• **EXERCISE**: Rewrite the items from the start through the line that contains "558], [298, 389]]", swapping "marker" for "pin" and keeping everything else the same.

·····

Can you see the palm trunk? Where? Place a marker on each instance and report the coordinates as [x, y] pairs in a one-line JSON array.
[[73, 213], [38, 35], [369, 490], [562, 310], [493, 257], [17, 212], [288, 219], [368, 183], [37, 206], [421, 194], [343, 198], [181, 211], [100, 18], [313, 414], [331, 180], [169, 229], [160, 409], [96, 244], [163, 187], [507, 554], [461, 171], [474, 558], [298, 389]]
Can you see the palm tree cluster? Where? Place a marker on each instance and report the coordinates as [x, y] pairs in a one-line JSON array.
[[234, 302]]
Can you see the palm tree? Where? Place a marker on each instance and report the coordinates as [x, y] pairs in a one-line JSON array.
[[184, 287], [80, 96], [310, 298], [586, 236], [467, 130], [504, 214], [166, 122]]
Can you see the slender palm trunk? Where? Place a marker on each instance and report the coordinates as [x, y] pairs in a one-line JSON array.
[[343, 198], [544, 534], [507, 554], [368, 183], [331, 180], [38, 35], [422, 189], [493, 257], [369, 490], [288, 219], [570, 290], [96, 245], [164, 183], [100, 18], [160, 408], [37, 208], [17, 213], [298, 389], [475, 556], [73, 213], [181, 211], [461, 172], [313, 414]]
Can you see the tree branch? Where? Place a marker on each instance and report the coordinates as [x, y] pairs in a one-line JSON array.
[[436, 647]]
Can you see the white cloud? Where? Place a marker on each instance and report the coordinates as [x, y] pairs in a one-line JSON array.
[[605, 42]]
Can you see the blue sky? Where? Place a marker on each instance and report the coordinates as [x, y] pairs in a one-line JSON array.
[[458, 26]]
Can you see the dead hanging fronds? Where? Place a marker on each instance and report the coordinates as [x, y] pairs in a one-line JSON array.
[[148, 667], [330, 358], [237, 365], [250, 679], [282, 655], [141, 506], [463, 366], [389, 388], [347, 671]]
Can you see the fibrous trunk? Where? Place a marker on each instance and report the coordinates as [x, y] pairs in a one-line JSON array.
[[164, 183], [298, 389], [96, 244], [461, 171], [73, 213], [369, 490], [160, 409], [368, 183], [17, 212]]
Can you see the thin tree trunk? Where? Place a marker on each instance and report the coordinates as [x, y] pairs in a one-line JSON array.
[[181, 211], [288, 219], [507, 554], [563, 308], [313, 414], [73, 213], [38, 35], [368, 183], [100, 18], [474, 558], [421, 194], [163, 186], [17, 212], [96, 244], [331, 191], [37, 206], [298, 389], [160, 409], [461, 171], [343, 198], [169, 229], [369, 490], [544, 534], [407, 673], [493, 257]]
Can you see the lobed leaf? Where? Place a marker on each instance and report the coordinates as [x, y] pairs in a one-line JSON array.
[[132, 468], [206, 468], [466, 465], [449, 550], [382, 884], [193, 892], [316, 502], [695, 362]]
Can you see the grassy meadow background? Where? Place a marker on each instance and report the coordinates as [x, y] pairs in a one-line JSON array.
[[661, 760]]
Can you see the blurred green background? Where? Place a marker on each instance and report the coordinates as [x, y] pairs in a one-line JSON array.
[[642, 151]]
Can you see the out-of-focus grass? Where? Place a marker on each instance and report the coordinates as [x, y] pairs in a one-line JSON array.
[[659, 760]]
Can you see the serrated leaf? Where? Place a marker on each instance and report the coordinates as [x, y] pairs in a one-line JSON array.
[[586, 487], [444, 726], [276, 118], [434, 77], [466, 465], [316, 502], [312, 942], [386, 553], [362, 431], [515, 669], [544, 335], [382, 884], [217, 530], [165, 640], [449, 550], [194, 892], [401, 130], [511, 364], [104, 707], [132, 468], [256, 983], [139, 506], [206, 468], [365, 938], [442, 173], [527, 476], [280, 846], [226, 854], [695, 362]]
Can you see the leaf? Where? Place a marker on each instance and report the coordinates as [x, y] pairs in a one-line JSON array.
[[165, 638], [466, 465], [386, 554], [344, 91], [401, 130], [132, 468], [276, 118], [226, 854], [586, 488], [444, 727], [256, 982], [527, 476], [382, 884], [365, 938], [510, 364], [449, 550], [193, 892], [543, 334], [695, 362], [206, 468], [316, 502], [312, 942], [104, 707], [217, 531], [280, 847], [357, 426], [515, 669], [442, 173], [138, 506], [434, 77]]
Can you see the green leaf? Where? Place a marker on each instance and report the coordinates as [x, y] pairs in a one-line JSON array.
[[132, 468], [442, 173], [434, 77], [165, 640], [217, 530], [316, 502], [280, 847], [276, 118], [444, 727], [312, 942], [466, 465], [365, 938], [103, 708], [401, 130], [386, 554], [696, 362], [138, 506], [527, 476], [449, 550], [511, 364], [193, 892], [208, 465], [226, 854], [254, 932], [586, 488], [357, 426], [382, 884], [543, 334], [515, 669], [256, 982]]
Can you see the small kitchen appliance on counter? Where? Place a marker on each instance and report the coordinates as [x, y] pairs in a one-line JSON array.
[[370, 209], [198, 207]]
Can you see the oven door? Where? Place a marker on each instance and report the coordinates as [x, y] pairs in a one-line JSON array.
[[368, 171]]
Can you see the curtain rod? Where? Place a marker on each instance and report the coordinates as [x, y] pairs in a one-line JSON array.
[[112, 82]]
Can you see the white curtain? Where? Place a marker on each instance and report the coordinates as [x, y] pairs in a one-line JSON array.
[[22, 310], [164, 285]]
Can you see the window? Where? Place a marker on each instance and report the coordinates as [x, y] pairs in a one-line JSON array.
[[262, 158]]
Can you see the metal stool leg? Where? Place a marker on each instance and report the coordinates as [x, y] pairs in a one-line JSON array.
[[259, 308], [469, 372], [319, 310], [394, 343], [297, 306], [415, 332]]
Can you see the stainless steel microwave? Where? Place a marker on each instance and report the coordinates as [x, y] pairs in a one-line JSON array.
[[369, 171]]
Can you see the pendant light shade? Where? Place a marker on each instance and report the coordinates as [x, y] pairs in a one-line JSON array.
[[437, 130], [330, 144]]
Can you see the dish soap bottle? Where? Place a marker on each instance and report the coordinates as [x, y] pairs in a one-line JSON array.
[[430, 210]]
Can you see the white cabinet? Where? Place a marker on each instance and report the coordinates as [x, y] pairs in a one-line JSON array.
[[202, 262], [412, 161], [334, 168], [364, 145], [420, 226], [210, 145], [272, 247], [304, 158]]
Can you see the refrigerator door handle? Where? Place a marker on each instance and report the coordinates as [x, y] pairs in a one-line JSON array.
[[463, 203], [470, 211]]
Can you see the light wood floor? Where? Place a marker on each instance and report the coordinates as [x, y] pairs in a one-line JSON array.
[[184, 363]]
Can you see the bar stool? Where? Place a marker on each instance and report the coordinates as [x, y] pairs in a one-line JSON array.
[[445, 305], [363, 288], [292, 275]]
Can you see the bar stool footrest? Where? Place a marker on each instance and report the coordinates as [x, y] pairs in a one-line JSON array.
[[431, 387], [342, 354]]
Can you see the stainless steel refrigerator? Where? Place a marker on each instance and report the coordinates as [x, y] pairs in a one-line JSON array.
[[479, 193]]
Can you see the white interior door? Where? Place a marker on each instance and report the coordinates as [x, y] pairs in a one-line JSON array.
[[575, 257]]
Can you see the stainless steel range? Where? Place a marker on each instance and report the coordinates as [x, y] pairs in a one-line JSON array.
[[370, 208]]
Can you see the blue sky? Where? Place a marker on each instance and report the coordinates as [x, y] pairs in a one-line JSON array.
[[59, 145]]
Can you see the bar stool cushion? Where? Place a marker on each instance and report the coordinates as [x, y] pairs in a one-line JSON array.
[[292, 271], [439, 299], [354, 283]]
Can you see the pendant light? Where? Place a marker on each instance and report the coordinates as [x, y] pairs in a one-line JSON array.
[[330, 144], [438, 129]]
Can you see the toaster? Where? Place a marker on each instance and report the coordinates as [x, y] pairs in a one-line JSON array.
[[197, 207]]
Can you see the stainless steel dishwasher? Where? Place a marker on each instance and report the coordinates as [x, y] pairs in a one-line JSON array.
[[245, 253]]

·····

• **ANSWER TO THE TASK**:
Can you see the palm trunk? Where? Place a pin on each instance and report the coordinates as [x, y] pairs in a one-line JSON array.
[[73, 213], [38, 35], [369, 490], [562, 310], [493, 257], [17, 212], [288, 219], [368, 183], [37, 206], [421, 194], [343, 198], [181, 211], [100, 18], [313, 414], [331, 180], [169, 229], [160, 409], [96, 244], [163, 187], [507, 554], [461, 171], [474, 558], [298, 389]]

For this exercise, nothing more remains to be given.